A portion of a data file:
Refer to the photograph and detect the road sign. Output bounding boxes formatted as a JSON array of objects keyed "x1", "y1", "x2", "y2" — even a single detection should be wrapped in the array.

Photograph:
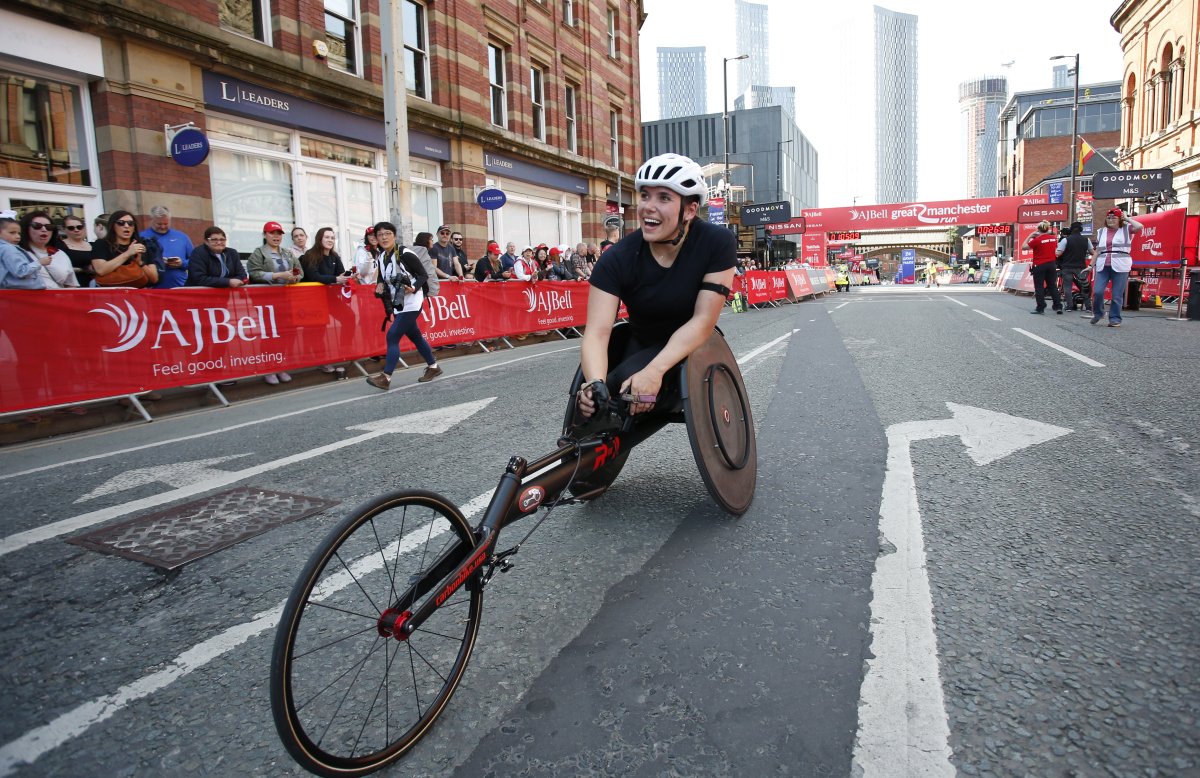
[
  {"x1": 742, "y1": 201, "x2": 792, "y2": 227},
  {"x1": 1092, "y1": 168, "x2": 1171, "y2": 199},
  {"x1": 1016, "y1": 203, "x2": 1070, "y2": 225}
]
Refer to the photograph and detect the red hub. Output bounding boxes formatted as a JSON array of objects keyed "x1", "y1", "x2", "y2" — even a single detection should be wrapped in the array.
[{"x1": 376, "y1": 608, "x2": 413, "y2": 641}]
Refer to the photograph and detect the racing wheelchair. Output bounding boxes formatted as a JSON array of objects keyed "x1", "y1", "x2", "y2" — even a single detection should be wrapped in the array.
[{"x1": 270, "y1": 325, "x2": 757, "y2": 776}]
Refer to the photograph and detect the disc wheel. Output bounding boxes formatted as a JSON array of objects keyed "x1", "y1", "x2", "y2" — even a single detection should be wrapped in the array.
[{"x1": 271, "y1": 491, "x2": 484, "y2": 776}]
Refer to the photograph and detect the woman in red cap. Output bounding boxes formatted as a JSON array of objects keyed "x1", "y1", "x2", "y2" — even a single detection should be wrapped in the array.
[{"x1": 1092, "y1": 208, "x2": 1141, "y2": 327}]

--

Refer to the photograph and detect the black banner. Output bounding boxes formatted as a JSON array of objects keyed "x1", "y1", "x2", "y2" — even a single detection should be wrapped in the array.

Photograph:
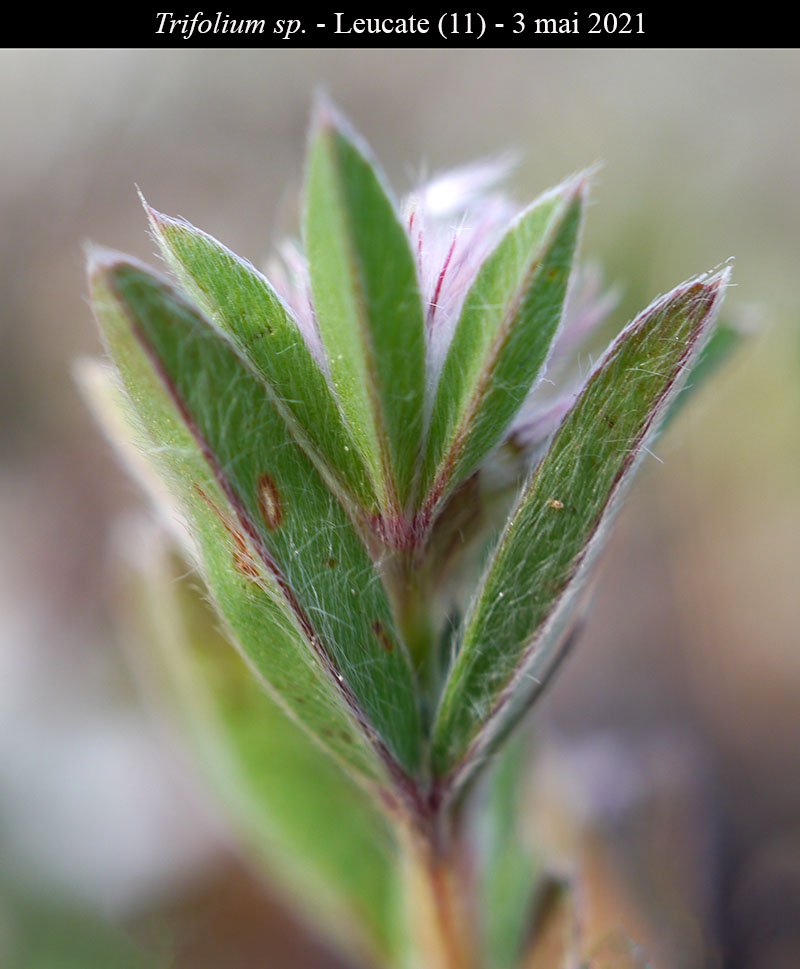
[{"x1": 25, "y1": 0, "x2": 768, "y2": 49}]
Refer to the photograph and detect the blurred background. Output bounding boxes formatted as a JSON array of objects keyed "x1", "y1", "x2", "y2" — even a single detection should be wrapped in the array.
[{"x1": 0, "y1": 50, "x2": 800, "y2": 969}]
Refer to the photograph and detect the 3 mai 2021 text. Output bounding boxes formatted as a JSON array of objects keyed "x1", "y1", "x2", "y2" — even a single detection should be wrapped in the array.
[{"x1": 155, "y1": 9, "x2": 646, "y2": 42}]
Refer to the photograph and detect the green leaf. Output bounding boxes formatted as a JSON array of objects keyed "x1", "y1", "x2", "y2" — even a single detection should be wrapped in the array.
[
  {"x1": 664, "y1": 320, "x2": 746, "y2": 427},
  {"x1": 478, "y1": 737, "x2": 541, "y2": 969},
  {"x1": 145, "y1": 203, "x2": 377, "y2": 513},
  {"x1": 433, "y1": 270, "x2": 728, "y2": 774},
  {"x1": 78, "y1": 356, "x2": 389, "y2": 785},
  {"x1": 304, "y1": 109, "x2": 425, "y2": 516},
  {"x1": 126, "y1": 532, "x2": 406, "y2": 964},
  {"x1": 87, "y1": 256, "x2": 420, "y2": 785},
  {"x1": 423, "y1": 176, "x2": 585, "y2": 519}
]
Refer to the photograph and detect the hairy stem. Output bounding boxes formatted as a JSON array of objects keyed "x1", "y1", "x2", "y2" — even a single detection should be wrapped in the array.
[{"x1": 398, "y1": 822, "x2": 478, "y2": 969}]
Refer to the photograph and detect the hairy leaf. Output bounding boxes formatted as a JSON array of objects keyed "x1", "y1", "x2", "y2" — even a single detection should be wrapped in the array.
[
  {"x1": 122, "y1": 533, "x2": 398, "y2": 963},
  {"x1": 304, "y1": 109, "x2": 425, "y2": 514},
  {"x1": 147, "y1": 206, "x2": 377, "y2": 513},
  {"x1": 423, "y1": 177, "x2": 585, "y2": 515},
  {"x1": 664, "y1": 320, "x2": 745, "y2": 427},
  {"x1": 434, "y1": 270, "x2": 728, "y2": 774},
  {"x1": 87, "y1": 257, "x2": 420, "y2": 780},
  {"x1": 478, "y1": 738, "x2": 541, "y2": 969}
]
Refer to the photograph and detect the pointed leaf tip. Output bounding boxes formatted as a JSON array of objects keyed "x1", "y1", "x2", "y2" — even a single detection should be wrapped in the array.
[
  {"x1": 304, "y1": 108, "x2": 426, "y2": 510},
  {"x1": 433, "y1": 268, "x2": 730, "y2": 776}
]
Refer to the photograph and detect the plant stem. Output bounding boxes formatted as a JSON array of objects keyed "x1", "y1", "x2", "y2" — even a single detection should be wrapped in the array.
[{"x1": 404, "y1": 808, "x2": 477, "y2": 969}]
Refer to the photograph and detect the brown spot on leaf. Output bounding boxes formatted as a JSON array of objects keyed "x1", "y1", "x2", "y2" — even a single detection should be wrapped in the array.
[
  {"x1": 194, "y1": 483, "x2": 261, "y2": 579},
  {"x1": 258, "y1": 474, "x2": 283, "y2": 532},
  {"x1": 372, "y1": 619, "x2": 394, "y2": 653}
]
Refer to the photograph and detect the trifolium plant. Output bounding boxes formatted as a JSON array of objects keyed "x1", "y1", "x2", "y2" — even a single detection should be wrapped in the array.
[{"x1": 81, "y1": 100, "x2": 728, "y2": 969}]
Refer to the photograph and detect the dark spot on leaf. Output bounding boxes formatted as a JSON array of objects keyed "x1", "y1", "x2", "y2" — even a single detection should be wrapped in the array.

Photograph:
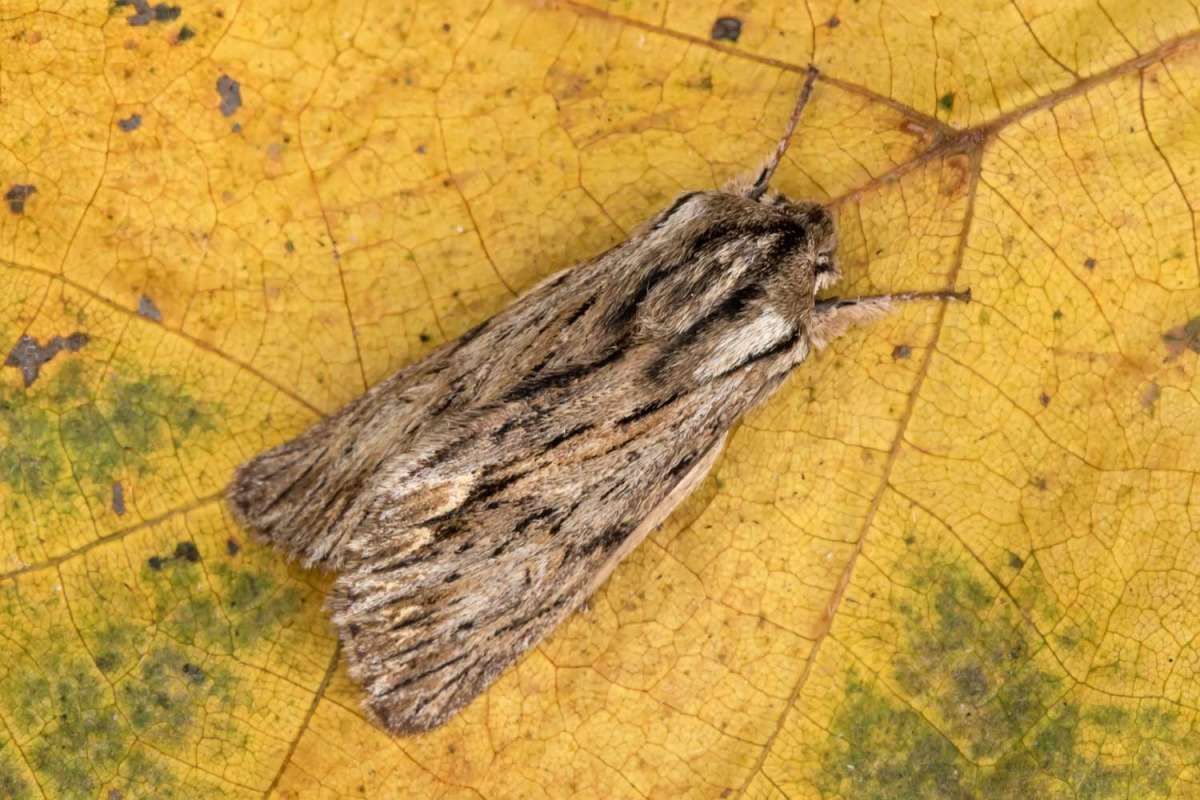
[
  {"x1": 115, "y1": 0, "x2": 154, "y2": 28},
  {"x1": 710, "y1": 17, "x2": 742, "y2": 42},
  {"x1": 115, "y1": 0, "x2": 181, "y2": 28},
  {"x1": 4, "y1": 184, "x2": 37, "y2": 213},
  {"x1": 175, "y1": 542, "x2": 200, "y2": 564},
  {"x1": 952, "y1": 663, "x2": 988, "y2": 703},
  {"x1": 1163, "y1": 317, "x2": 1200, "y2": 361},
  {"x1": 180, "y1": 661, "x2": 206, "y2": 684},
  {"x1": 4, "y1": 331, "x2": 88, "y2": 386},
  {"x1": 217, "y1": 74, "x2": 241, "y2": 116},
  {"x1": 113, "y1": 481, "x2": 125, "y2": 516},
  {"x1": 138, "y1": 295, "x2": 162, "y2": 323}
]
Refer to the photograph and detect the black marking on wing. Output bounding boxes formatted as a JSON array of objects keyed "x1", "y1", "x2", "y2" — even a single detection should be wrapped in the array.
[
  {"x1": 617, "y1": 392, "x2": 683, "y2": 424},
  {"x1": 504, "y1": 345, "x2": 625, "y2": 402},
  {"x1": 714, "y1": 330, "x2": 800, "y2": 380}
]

Work required: Report, copied in full, every line of the listing above that contains the string "spot". Case counts.

Correct response:
Refer to the photograph and detect the brown spot on leaf. Output bounding boxes formatted as a JSON array of objects keyed "x1", "y1", "x2", "y2" — even a single detection should be wrapped in the array.
Refer to the photograph and detect the dark spot on leaf. Output bounding boxes formatted as a JSON array of objects keyed "x1", "y1", "x2", "y2" — even a single detection should be wrapped in the array.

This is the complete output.